TO-DO LIST:
1: Please put the part of the records that opens with the line containing "of the drainpipe." and closes with the line containing "<point>409,398</point>" into a JSON list of strings, one string per line, leaving out blank lines.
2: Continue the forum thread about Synchron Player, starting right after its final line.

Curious to know in what way(s)? Once you set up Synchron Player to your liking, I've found it is very fast to work with (at least Synchron Strings Pro).


----------



## Jack Weaver

Several pages back I was mentioning that I had issues with the CSW install for Mac.

Apparently Alex had read my post and personally emailed me and hung with me until it was all sorted out. ...and you know how busy he is this week!

Good dude. Good developer. 

.


----------



## kupo15

ALittleNightMusic said:


> Curious to know in what way(s)? Once you set up Synchron Player to your liking, I've found it is very fast to work with (at least Synchron Strings Pro).


Yep, the setup was a pain with the servers but after that it wasn't too bad. I didn't know the best way to KS between different folders that didn't involve pressing keys. Like if I wanted to switch from legato to short staccato, I had to press 2 keys?

There probably is a way to make switching between it all CCs right? If I can set that up I think it will be easy to use as well. How would you do that?

The player itself had so many things going on I was getting overwhelmed. Even though I bought CSB/S and Vienna last year I never used it until now, so I was learning CSS,CSB,Vienna, Syncron, and Reaper all at once. I just decided to focus first on using CSW since it shared the workflow with the others. Plus, I really wanted to explore the lyrical legato stuff too. I'm pretty sure CSW does that better

Here is the same Pictures using Vienna Winds if anyone wanted a compare. Though take it with a grain of salt, I spent more time and effort into CSW, plus I touched up the other instruments more after switching over to CSW (I initially started this mockup with Vienna)


----------



## ALittleNightMusic

kupo15 said:


> Yep, the setup was a pain with the servers but after that it wasn't too bad. I didn't know the best way to KS between different folders that didn't involve pressing keys. Like if I wanted to switch from legato to short staccato, I had to press 2 keys?

GIVEN RECORDS:
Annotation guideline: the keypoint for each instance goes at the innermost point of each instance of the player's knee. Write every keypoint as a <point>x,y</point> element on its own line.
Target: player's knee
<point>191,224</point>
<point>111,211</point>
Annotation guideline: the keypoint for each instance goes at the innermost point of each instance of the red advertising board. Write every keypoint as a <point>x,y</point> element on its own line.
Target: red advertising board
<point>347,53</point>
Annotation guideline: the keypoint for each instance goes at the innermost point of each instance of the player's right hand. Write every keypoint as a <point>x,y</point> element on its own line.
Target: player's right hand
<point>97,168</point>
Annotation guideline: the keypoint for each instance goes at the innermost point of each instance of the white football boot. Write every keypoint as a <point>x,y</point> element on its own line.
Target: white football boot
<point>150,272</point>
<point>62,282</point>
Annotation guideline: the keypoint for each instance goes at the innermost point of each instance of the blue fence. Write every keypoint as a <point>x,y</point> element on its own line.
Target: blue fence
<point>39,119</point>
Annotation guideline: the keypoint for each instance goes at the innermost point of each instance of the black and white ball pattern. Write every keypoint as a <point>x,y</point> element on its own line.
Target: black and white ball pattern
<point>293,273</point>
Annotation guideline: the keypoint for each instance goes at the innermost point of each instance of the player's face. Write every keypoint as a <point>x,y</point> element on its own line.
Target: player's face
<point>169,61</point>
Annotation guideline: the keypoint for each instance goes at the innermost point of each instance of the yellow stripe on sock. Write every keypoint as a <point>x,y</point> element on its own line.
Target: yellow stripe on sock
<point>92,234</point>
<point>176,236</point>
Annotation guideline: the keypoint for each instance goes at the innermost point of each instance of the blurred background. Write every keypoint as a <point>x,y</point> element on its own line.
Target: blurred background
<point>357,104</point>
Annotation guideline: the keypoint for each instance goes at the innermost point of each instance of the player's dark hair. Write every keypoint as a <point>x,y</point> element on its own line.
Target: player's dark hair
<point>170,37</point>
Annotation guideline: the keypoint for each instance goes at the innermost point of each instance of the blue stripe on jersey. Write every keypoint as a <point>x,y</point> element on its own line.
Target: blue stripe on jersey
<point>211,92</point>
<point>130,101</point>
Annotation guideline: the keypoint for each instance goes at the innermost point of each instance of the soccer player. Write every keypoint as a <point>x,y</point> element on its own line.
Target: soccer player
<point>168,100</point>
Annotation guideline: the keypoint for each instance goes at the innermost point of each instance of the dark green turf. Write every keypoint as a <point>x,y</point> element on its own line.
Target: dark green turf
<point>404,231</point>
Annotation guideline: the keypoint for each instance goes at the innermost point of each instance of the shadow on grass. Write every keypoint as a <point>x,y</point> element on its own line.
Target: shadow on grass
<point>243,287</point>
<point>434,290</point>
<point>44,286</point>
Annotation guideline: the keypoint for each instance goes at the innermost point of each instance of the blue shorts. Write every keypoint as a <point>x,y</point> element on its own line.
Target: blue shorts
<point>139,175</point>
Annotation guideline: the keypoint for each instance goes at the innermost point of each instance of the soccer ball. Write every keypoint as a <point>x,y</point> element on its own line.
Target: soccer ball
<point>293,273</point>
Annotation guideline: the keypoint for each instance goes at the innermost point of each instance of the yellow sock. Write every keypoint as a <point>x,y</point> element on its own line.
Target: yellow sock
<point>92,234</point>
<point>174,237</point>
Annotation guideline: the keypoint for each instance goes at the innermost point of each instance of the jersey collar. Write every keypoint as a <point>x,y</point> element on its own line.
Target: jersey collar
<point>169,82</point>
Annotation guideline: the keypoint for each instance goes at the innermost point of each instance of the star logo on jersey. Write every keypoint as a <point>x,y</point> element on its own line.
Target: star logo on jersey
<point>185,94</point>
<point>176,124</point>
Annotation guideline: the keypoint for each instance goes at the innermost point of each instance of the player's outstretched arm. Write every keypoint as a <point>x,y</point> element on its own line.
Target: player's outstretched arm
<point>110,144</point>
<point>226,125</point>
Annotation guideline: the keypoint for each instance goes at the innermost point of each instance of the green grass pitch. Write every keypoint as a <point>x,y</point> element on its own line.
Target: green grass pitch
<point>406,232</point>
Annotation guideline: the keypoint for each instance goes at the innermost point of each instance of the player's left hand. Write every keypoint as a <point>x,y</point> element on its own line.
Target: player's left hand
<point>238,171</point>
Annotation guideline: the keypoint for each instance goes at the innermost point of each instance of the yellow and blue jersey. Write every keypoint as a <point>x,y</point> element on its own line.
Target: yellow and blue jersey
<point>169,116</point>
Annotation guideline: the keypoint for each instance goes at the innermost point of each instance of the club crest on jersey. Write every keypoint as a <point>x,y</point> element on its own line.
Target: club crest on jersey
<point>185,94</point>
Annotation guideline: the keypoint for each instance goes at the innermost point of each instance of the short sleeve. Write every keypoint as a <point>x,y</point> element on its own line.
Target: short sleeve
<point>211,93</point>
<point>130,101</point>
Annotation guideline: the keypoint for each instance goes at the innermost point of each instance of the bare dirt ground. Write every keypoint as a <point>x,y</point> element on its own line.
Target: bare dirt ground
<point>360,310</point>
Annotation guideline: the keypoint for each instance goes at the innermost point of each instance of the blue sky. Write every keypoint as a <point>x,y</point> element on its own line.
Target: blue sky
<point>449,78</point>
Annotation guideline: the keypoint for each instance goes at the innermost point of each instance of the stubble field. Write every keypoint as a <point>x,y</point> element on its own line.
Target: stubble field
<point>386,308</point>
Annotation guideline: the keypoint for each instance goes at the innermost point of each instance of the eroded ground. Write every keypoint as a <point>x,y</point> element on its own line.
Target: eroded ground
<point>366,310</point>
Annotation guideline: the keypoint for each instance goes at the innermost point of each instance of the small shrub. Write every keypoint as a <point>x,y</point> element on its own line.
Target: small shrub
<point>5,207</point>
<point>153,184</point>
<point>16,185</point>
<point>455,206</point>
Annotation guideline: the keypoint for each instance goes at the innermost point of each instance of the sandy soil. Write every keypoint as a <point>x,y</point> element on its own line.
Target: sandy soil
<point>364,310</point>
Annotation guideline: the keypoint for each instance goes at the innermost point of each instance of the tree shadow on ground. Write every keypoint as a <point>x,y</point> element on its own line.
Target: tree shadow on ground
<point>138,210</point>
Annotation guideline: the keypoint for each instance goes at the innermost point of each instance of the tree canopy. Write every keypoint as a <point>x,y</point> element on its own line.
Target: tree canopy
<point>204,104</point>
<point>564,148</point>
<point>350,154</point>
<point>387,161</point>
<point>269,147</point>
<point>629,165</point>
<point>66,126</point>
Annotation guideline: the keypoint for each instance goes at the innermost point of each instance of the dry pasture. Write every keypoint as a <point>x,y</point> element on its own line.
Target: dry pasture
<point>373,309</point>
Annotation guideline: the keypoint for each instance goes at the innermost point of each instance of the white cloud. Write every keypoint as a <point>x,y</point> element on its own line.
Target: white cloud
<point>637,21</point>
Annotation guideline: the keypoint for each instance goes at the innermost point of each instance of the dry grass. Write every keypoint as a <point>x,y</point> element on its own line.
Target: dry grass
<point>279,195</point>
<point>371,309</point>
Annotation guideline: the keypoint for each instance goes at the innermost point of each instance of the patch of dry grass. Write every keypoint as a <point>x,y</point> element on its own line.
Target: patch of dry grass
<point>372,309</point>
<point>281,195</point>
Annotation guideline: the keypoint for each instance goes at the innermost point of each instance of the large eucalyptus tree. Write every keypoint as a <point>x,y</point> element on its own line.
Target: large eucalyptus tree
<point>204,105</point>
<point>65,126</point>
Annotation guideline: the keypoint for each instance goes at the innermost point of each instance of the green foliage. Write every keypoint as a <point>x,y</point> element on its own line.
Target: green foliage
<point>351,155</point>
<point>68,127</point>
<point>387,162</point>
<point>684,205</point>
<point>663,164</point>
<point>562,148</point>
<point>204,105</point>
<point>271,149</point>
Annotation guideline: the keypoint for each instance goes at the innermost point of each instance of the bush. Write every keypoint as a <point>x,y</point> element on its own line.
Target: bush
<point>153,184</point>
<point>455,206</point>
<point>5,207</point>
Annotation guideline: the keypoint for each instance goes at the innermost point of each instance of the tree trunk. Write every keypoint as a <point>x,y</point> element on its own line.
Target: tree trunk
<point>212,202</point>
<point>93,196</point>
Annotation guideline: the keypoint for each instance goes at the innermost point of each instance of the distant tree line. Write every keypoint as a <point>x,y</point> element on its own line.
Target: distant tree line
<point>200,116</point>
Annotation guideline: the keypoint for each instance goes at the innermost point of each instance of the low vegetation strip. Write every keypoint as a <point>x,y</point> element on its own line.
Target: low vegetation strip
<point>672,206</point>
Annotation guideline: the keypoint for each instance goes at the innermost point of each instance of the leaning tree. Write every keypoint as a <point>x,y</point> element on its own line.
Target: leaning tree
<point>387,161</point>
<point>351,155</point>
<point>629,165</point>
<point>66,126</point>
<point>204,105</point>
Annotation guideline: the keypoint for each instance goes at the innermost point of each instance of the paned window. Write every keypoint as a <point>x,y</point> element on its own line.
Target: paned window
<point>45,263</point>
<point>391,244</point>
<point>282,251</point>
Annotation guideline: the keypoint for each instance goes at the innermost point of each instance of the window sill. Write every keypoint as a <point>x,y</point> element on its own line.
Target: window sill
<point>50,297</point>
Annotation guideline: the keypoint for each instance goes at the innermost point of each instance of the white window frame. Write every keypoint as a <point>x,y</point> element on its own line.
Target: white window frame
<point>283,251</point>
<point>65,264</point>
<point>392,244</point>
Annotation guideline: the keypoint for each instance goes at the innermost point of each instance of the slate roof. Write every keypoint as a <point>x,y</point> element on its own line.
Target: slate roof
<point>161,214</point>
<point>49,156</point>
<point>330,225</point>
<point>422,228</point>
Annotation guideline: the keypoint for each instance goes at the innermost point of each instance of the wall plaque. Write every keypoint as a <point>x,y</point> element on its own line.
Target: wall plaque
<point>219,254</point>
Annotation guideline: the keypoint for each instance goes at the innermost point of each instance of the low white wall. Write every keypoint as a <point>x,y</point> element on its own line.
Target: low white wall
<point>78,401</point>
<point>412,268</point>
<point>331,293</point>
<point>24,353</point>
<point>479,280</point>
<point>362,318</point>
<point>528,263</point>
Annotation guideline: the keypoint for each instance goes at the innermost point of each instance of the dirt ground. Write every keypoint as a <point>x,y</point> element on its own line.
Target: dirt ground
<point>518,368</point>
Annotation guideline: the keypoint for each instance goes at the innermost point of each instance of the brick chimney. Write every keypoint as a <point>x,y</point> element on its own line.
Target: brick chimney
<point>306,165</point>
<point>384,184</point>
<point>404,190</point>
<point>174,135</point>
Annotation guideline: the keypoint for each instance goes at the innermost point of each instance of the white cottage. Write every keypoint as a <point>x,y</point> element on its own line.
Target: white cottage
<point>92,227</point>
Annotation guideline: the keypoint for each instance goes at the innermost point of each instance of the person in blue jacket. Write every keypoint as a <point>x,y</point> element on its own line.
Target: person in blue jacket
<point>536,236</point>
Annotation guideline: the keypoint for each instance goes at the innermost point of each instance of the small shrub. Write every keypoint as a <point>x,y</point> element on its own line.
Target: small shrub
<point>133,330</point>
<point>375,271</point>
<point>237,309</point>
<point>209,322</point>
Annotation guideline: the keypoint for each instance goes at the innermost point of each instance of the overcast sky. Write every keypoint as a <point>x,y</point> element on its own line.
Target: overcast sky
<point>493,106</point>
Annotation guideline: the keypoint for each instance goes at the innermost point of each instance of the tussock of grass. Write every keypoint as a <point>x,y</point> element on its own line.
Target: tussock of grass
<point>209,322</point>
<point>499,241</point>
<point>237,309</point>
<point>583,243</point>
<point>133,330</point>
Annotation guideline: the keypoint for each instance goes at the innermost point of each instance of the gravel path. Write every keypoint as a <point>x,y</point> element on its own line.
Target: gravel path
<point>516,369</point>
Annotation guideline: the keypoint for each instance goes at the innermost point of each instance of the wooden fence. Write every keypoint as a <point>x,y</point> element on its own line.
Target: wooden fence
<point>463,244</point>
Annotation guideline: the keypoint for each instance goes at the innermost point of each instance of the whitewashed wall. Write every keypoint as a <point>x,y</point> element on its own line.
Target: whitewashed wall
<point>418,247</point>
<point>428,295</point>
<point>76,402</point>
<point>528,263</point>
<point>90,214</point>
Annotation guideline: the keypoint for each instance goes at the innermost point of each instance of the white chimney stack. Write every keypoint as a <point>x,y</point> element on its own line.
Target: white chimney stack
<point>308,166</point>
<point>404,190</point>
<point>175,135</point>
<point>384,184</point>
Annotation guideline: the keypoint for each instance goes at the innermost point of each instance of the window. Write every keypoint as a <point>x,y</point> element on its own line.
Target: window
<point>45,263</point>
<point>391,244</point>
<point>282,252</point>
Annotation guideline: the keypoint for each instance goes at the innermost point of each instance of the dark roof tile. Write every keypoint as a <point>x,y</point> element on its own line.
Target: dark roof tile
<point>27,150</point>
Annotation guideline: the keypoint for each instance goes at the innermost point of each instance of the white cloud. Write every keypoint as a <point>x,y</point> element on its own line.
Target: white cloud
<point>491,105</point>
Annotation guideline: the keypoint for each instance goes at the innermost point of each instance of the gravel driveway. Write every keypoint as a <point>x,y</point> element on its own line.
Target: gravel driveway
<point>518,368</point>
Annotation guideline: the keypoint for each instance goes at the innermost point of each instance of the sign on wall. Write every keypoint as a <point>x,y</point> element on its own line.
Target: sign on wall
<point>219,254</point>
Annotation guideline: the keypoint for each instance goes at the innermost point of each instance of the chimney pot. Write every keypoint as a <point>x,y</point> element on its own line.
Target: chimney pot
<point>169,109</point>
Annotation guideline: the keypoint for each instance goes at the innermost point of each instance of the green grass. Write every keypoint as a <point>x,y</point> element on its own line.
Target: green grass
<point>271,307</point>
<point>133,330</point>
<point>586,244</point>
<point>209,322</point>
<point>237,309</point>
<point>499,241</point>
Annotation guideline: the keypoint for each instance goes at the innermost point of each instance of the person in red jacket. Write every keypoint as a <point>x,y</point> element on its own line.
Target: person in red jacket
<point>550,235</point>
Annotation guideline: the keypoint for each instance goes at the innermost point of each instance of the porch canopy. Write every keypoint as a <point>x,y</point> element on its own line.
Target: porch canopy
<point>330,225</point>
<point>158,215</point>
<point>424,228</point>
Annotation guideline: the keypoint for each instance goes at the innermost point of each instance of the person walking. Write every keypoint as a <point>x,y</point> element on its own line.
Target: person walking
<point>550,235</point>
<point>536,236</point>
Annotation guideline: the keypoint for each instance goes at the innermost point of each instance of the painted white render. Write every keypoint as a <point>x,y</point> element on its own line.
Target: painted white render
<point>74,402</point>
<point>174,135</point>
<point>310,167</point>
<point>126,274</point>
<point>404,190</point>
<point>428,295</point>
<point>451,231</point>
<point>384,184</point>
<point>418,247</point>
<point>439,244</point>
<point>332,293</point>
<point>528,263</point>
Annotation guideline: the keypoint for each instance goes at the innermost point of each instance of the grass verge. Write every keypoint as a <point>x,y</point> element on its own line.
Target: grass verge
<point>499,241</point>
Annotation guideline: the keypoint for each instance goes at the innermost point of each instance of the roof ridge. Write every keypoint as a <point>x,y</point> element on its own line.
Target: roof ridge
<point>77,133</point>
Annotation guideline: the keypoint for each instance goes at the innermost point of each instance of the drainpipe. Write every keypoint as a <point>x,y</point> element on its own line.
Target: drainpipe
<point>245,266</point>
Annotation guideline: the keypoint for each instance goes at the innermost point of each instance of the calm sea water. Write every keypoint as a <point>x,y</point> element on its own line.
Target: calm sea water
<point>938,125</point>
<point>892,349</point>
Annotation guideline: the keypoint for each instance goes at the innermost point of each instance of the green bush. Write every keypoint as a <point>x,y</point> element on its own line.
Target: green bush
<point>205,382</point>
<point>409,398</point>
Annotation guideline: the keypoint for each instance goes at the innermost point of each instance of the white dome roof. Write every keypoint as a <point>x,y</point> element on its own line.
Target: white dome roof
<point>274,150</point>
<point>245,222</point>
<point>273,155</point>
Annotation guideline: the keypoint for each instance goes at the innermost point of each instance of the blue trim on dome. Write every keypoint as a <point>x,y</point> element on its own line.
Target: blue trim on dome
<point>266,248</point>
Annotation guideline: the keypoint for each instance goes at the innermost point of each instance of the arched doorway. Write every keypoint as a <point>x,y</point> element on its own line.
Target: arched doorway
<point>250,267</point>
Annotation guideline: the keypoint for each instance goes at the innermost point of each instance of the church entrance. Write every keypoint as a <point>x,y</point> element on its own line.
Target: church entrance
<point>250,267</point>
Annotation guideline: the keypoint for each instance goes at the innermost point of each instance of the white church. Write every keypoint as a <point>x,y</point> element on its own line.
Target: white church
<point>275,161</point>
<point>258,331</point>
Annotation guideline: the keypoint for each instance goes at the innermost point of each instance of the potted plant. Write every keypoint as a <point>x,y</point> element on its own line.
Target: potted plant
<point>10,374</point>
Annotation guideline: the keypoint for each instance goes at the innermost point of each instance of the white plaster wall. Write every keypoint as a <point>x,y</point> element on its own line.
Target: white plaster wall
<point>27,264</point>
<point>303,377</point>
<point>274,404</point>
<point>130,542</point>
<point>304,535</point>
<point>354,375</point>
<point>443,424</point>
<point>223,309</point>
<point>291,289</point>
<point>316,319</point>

TASK ANSWERS:
1:
[
  "Annotation guideline: the keypoint for each instance goes at the innermost point of each instance of the drainpipe. Write every keypoint as a <point>x,y</point> element on its own line.",
  "Target: drainpipe",
  "<point>245,266</point>",
  "Annotation guideline: the keypoint for each instance goes at the innermost point of each instance of the calm sea water. Write every keypoint as a <point>x,y</point> element on its own line.",
  "Target: calm sea water",
  "<point>938,125</point>",
  "<point>892,349</point>",
  "Annotation guideline: the keypoint for each instance goes at the innermost point of each instance of the green bush. Write every keypoint as a <point>x,y</point> element on its own line.",
  "Target: green bush",
  "<point>205,382</point>",
  "<point>409,398</point>"
]

2:
> 
> There probably is a way to make switching between it all CCs right? If I can set that up I think it will be easy to use as well. How would you do that?
> 
> The player itself had so many things going on I was getting overwhelmed. Even though I bought CSB/S and Vienna last year I never used it until now, so I was learning CSS,CSB,Vienna, Syncron, and Reaper all at once. I just decided to focus first on using CSW since it shared the workflow with the others. Plus, I really wanted to explore the lyrical legato stuff too. I'm pretty sure CSW does that better
> 
> Here is the same Pictures using Vienna Winds if anyone wanted a compare. Though take it with a grain of salt, I spent more time and effort into CSW, plus I touched up the other instruments more after switching over to CSW (I initially started this mockup with Vienna)


Ah got it. Yes, CSW's interface is more straightforward, but simplicity also means it doesn't have the flexibility of Synchron Player. You can change dimensions in Synchron Player by keys, CCs, program changes, velocity, speed of playing, etc. It's incredibly powerful.

But fair to say, CSW is easier to use out of the box most probably.


----------



## Dewdman42

I'm more interested in hearing detailed comparisons and reviews of the legato transitions and dynamic layer handling. Articulation options.


----------



## cqd

Is anyone kind of pissed there isn't a classic legato patch like with the strings to just bang stuff out in time?..


----------



## pawelmorytko

cqd said:


> Is anyone kind of pissed there isn't a classic legato patch like with the strings to just bang stuff out in time?..


Would be nice I guess, but what I really would love is to be able to adjust the range of the 'slow' 'medium' and 'fast' transitions on the arc. The 'slow' one takes up half of the arc, and a lot of the time when playing stuff in live I barely reach the medium/fast transitions because I don't want to be slamming the keys on my keyboard, so I wish I could even out the range a bit more, or just make it custom


----------



## Ashermusic

There are some bugs that they are aware of, and no ensemble patch yet, but man, these just sound lovely!


----------



## Giscard Rasquin

kupo15 said:


> Wow sounds fantastic! How did you get the flute to sound so clear? It sounded so close like I was onstage which is exactly what I want to learn how to do. Were you using different mics or EQing? That is something I need to learn more about. Currently I'm just doing the standard "mix" mics.
> 
> I'm really impressed with this library. I actually bought Vienna Syncron last year bc CSW wasn't around, and just when I started mocking up again this year this drops. Must be fate! I decided to buy CSW and use that, its so much easier to use than Vienna and I think it sounds better too, but I really didn't touch Vienna since I bought it to really make a fair comparison.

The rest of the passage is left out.